## Actions to take
[1] Retype the portion of the re-birthday post between "Seventh re-birthday with" and "with the kids.", inclusive.
[2] Mark each statement as yes or no according to the re-birthday post, and quote the words of the post that settle it: (a) The writer's stem cell donor is named Denise. (b) Diane's birthday falls in August. (c) The bookstore staffer had been asked to donate.
====== Text under study ======
Even though two isn’t the round number favored in journalism circles, it’s a big one in stem cell transplant world. It’s when the cancer is unlikely to return. I didn’t make a big deal out of two years, not wanting to jinx myself. I did it twice. I think I might have had coffee with friends. 

Five years was the big deal. It was when I could say I was cured. (Though I never would actually say it myself.) My words: “They say I’m cured.” Doctors don't always say it this way, preferring to maybe cover their bases with “You’re no more likely to get leukemia than the rest of the population. "All the kids were around. We went out to Mulino’s, a favorite restaurant in Northampton, for a celebration complete with birthday cake and the number five. The waitress sang along. Maybe she wondered about the number five, maybe she didn’t even notice. 

A photo popped up on Facebook last month of my seventh “re-birthday,” showing my memory from four years ago of having a cake with Ben and Joe. I assume Katie was in Minnesota. I think we’ve done something on or around the date every year. 

Seventh re-birthday with Ben and Joe
Ten years was obviously super big. I don’t remember what we did, but we did something. Eleven, well, what can I say? It kind of slipped through the cracks.

A few weeks ago I thought about the approach of the 11th one. The date: January 30th. For a while we thought it was the 31st, but Denise, my donor, set the record straight. She should know. We were all in a fog, so being off by a day is understandable. 

Then came the date, Jan. 30th, 2020. My 11th re-birthday. I got an email from Denise, with the subject line, Happy Re-birthday, and reading, “I can’t believe it’s been 11 years.  Here’s to many more!” 

It was strange to not have a plan. 

But wait, I did have a plan, just not a plan with the kids.

My friend Diane and I had a coffee date at Barnes and Noble. That’s where we frequently meet. We sat next to each other at my first job at a daily newspaper, at the Transcript-Telegram, aka the T-T, in Holyoke, and then again at the Union-News/Sunday Republican, which morphed into The Republican. We are sisters of the newspaper world. So in a way I was seeing a relative.

Our birthdays are close to each other, mine in August and hers in September. We had already bought each other our birthday coffee. But when we went up to get our coffee, I said to the barista, “It’s my birthday!”

I wasn’t fishing for a free coffee. I just felt like saying it.

Diane said she already bought me my birthday coffee. I explained that it was my stem cell birthday.

“Well, that’s better,” she said. She got me my “re-birthday” coffee. I bought my own chocolate chip cookie.

She had already left when I realized it would be nice to get a photo. A bookstore staffer said she would be happy to do it. I mentioned the occasion and she said she was on the (bone marrow donor) registry but hadn’t been asked to donate. I thanked her and said you never know when a match might come up. 

I took a deep dive and read my post from Jan. 31, 2009, headlined, “New stem cells signed, sealed, delivered.” I can still picture the wild ride I had in the little room. After I got the cells, I reacted, like so: “I started shaking vigorously, and my heart rate went up. Helen gave me 25 mg. of Demerol, which didn’t stop the shakes. She paged a doctor who came in quickly. I got another dose of Demerol, more Benadryl, hydrocortisone and some Tylenol. Also they put me on oxygen.”

The night before, when I had gotten anxious, I wrote that Diane reminded me,“ You’re getting another shot at a whole new life. It’s great. It’s the miracle of modern science.” 

And she was right.

Last week when I told someone about the occasion, I said, "I'm 11 years old and a walking side effect!"

A couple of things to note.

1. I'm walking, which is more than I could say for a couple of months in bed, in the hospital, after that transplant.
2. After everything I've been through, the four stem cell transplants, the graft vs. host disease, the neuropathy, the 13 teeth lost, and the skin cancer that is partially a result of the treatment, I still have my sense of humor. Actually my sense of humor may even be better, because I need it.
====== Records ======
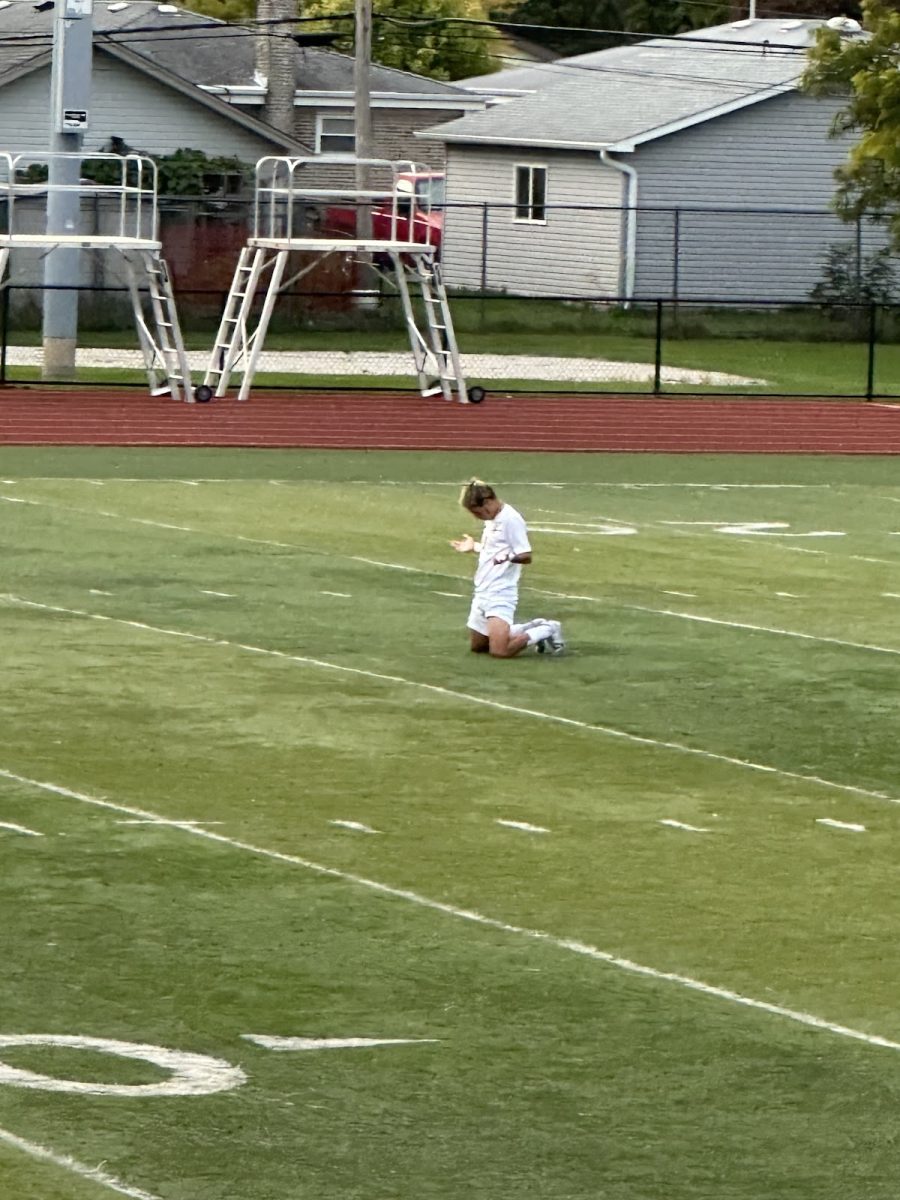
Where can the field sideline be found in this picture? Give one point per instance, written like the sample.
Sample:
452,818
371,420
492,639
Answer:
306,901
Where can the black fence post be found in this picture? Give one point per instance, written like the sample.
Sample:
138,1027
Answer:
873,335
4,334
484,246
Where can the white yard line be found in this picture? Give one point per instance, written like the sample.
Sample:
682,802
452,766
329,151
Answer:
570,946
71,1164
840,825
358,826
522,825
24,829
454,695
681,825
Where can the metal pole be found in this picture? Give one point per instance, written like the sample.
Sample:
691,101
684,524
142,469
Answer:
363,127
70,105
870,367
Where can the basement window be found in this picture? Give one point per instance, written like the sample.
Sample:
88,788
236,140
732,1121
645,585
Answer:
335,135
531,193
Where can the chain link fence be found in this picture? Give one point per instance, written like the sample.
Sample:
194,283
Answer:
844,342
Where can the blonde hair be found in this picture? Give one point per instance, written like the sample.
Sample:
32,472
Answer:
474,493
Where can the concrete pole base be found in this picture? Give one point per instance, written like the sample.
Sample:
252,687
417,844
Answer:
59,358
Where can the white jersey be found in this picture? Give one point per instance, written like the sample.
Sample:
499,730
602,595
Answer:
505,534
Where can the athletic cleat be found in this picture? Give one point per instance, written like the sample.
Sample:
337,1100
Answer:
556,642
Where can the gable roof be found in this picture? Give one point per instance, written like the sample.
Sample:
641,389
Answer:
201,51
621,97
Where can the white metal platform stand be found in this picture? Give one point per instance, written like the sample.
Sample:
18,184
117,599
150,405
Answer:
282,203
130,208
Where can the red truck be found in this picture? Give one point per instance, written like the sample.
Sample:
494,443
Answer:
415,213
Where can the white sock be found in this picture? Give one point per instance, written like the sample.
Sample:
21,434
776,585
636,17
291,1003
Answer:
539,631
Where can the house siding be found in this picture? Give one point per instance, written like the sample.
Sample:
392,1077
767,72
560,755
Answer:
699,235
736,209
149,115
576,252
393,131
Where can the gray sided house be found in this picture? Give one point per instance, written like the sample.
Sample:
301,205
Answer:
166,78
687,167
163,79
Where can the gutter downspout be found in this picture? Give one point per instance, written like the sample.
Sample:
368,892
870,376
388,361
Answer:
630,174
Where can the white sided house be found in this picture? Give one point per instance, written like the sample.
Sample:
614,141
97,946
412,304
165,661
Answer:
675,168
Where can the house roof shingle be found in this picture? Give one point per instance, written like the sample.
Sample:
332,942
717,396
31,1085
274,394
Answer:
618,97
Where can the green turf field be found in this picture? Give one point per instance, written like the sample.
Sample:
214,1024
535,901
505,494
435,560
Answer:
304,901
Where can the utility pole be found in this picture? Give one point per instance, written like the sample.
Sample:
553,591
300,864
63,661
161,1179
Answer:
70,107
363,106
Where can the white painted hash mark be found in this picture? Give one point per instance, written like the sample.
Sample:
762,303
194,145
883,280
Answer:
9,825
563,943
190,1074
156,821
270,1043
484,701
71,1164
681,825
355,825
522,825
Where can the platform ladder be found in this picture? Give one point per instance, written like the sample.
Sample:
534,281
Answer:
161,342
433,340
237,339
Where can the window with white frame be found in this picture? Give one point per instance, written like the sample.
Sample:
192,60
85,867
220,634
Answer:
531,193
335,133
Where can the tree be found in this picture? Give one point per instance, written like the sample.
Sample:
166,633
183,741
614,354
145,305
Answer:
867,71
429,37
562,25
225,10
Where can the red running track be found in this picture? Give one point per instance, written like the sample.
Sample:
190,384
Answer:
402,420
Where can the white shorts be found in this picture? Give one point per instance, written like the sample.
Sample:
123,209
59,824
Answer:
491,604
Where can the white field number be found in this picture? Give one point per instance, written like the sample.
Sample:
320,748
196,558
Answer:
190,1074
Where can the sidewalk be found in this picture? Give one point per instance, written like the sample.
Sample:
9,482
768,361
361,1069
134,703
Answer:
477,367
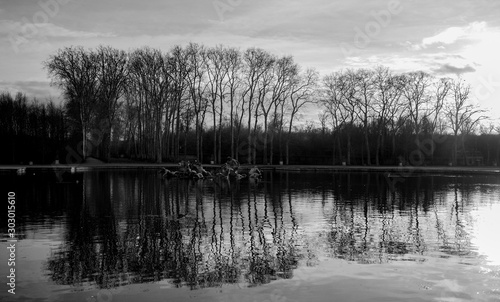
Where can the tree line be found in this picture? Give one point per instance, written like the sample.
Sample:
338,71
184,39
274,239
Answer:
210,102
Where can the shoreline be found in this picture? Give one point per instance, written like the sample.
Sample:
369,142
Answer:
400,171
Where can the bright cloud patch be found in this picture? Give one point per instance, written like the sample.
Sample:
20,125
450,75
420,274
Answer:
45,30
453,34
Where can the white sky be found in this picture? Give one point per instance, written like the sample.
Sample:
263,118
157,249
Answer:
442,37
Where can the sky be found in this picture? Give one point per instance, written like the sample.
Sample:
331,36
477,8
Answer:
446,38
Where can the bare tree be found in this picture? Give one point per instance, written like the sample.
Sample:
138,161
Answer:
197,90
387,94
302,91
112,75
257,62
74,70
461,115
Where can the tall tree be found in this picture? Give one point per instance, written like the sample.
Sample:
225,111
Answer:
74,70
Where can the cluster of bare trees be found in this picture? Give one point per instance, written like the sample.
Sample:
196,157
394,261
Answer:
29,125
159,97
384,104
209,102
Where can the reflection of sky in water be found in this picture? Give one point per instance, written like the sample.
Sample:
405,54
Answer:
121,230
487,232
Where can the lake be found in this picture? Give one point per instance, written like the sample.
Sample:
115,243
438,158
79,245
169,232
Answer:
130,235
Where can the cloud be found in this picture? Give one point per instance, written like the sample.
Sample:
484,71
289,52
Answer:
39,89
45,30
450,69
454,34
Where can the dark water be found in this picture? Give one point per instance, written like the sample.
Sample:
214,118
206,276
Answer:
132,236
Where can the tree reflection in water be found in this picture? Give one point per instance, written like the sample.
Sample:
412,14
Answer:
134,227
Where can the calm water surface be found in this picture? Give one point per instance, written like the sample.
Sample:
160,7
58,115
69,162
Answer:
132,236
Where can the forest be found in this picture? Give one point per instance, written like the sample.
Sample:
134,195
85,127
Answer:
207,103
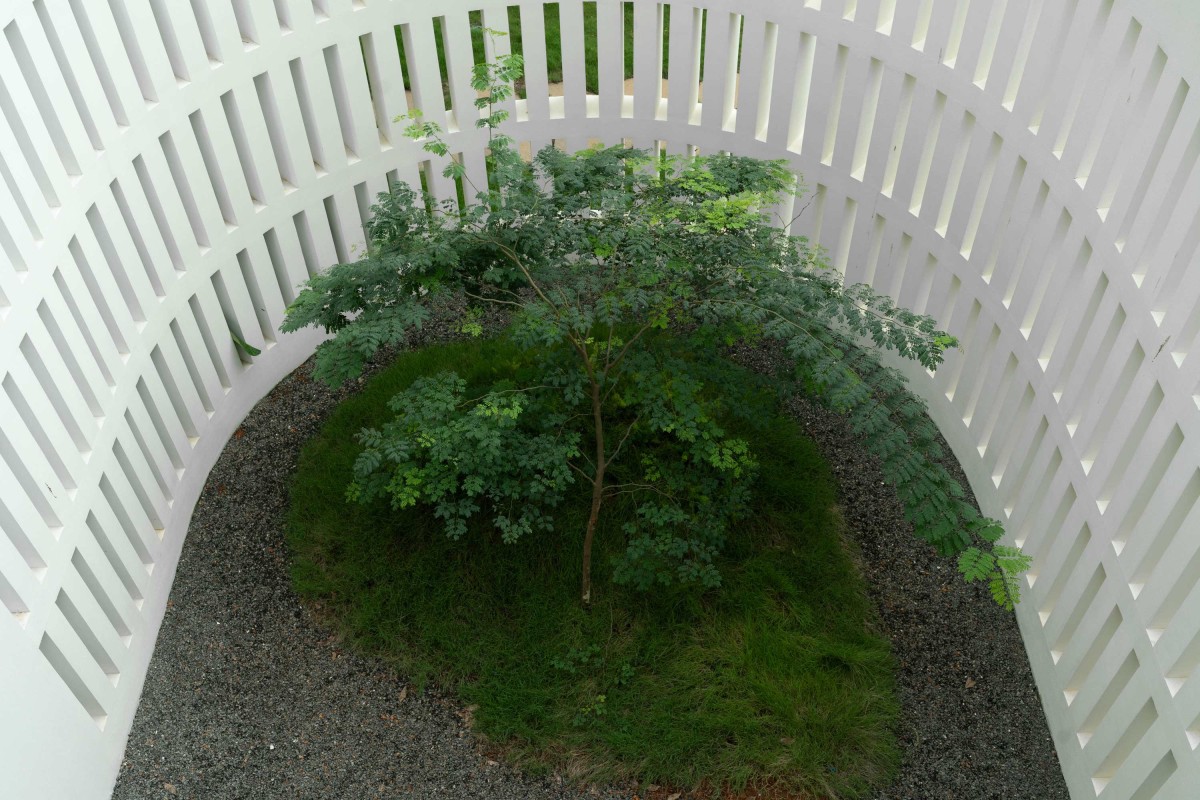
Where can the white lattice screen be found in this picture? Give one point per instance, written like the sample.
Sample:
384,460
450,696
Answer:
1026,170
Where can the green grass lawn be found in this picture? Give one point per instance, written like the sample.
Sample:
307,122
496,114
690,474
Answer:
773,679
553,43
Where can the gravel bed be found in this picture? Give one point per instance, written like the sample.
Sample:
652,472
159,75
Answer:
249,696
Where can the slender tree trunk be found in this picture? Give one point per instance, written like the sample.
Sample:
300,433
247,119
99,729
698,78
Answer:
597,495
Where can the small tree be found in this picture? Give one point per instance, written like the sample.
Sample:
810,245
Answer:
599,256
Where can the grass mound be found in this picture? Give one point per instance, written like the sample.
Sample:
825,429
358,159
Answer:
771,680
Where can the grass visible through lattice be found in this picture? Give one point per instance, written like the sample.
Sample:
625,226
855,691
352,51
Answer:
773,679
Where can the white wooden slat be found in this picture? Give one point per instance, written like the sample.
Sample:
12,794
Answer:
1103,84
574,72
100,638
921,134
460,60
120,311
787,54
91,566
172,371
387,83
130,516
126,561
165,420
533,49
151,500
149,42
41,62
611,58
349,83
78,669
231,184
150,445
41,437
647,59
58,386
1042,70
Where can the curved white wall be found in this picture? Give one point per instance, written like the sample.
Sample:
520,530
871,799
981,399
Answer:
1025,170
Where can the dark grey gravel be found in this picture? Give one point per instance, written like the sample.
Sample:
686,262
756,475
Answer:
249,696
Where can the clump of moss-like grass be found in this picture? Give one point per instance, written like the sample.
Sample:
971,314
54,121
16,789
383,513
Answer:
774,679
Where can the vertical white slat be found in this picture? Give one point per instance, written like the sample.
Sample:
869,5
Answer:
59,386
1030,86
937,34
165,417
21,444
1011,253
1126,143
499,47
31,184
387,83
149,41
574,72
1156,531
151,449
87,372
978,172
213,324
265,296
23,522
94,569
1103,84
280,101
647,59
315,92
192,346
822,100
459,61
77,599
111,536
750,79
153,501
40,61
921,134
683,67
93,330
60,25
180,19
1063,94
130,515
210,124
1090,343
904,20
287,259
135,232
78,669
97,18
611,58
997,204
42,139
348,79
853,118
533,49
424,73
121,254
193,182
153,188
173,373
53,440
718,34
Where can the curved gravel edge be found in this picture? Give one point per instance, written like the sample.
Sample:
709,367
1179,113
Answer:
======
## Numbered responses
[1]
Seventh re-birthday with Ben and Joe
Ten years was obviously super big. I don’t remember what we did, but we did something. Eleven, well, what can I say? It kind of slipped through the cracks.

A few weeks ago I thought about the approach of the 11th one. The date: January 30th. For a while we thought it was the 31st, but Denise, my donor, set the record straight. She should know. We were all in a fog, so being off by a day is understandable. 

Then came the date, Jan. 30th, 2020. My 11th re-birthday. I got an email from Denise, with the subject line, Happy Re-birthday, and reading, “I can’t believe it’s been 11 years.  Here’s to many more!” 

It was strange to not have a plan. 

But wait, I did have a plan, just not a plan with the kids.

[2]
(a) Yes: "Denise, my donor, set the record straight."
(b) No: "mine in August and hers in September."
(c) No: "she was on the (bone marrow donor) registry but hadn’t been asked to donate."